START THE DATA
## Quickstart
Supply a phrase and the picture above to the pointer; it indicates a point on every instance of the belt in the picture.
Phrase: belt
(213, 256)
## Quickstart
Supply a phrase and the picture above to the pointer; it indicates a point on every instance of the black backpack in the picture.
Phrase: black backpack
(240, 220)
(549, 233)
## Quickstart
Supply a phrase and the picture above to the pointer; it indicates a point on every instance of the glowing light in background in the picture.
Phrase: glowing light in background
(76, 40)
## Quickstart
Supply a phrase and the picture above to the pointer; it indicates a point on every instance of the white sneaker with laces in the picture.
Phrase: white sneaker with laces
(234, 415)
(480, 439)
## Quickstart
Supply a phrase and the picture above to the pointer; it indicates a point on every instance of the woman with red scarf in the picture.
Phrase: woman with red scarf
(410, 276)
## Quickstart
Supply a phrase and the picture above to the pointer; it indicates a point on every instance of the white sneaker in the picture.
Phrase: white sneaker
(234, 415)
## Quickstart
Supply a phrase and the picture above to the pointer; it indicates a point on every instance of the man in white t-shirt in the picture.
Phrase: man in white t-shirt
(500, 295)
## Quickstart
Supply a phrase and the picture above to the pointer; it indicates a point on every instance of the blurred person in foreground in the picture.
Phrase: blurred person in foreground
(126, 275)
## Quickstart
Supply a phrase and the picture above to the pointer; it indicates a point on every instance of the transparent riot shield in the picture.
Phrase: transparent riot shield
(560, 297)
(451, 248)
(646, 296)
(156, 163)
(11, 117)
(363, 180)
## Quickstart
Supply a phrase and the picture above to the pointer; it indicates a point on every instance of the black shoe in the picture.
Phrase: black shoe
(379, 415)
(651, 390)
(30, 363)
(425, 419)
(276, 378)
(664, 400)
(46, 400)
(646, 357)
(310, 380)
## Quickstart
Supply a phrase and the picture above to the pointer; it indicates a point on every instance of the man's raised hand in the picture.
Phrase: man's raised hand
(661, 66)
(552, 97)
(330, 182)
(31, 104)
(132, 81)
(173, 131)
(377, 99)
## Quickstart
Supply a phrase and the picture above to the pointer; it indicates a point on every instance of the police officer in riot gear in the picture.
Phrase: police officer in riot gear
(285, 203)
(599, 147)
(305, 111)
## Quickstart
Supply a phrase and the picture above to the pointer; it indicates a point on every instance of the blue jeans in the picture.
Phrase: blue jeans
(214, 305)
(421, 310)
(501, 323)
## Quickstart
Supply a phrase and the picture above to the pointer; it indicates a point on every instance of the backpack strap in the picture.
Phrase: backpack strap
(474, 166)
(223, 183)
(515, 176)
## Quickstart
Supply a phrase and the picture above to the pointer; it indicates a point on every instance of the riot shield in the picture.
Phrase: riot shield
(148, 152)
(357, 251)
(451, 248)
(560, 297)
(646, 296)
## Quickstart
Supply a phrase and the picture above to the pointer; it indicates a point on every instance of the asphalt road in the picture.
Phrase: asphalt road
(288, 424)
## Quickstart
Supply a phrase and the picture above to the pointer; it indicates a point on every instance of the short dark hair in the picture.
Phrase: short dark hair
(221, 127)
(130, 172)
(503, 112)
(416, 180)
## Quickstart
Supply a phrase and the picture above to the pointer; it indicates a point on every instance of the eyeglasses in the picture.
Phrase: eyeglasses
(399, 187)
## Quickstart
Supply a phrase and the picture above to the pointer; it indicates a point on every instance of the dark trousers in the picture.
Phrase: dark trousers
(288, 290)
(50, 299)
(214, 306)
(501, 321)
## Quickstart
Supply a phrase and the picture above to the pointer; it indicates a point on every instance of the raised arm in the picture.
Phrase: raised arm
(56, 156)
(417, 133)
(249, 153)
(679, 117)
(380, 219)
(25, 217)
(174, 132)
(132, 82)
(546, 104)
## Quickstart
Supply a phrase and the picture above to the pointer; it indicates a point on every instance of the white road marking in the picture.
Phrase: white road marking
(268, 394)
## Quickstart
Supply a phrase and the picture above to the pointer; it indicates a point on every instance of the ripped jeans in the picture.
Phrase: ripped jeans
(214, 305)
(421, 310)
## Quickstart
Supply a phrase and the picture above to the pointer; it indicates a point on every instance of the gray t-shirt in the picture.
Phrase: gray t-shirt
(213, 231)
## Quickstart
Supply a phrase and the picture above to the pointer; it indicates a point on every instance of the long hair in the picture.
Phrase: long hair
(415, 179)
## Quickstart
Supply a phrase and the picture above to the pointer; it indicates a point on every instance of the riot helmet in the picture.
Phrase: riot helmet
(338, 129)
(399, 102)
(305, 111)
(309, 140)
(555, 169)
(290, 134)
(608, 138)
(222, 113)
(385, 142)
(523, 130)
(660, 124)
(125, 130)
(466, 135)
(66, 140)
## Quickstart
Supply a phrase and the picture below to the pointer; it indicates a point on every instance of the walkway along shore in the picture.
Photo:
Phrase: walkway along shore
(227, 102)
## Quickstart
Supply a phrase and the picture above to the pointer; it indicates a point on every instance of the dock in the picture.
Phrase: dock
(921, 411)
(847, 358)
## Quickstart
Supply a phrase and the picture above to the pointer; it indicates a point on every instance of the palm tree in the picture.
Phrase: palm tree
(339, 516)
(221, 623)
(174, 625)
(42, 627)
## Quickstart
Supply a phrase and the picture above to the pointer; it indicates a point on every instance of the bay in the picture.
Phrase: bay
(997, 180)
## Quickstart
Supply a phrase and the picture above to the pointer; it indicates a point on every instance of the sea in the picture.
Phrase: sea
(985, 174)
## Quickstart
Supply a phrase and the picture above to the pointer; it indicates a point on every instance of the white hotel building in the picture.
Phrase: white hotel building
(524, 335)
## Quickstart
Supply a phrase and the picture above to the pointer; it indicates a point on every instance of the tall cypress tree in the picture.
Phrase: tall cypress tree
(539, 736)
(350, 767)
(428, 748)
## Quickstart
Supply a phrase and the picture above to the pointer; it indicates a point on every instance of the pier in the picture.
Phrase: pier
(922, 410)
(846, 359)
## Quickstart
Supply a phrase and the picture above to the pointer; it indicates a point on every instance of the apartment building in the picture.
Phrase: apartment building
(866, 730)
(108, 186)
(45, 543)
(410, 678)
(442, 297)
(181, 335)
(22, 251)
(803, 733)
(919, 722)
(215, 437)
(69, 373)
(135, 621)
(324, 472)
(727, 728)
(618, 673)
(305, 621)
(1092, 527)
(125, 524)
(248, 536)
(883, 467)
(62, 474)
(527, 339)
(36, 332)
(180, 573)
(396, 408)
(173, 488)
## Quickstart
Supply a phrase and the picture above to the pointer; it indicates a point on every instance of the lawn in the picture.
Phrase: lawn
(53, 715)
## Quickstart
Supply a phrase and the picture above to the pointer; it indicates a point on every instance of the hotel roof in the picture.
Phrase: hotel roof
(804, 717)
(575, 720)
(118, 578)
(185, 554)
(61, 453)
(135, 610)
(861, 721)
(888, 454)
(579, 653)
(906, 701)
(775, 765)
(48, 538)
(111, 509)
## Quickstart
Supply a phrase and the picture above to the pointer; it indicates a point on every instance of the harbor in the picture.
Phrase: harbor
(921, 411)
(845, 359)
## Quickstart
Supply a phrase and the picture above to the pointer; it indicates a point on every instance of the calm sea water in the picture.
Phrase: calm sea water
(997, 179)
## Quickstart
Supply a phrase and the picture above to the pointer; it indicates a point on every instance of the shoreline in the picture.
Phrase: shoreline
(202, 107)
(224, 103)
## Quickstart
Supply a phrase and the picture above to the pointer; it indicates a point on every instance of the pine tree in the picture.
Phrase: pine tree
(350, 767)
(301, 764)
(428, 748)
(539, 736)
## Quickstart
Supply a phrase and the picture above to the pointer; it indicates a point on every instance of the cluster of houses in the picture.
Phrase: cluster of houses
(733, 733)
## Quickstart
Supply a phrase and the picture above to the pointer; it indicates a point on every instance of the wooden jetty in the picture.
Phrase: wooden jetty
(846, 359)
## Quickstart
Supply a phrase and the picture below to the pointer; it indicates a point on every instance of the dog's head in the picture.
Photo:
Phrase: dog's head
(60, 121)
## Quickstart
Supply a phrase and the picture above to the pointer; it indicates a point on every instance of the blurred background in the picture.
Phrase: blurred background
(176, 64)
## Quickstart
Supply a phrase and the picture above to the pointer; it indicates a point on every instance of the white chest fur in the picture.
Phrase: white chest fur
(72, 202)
END THE DATA
WHAT NEEDS TO BE DONE - Copy every line in the entries above that has the string "below" in it.

TASK RESULT -
Supply a phrase and the picture below to the pointer; it indicates a point on every instance of the walkway along shore in the picture.
Supply a phrase and the picture below to the pointer; it indicates a point on every instance of the dog's head in the picture.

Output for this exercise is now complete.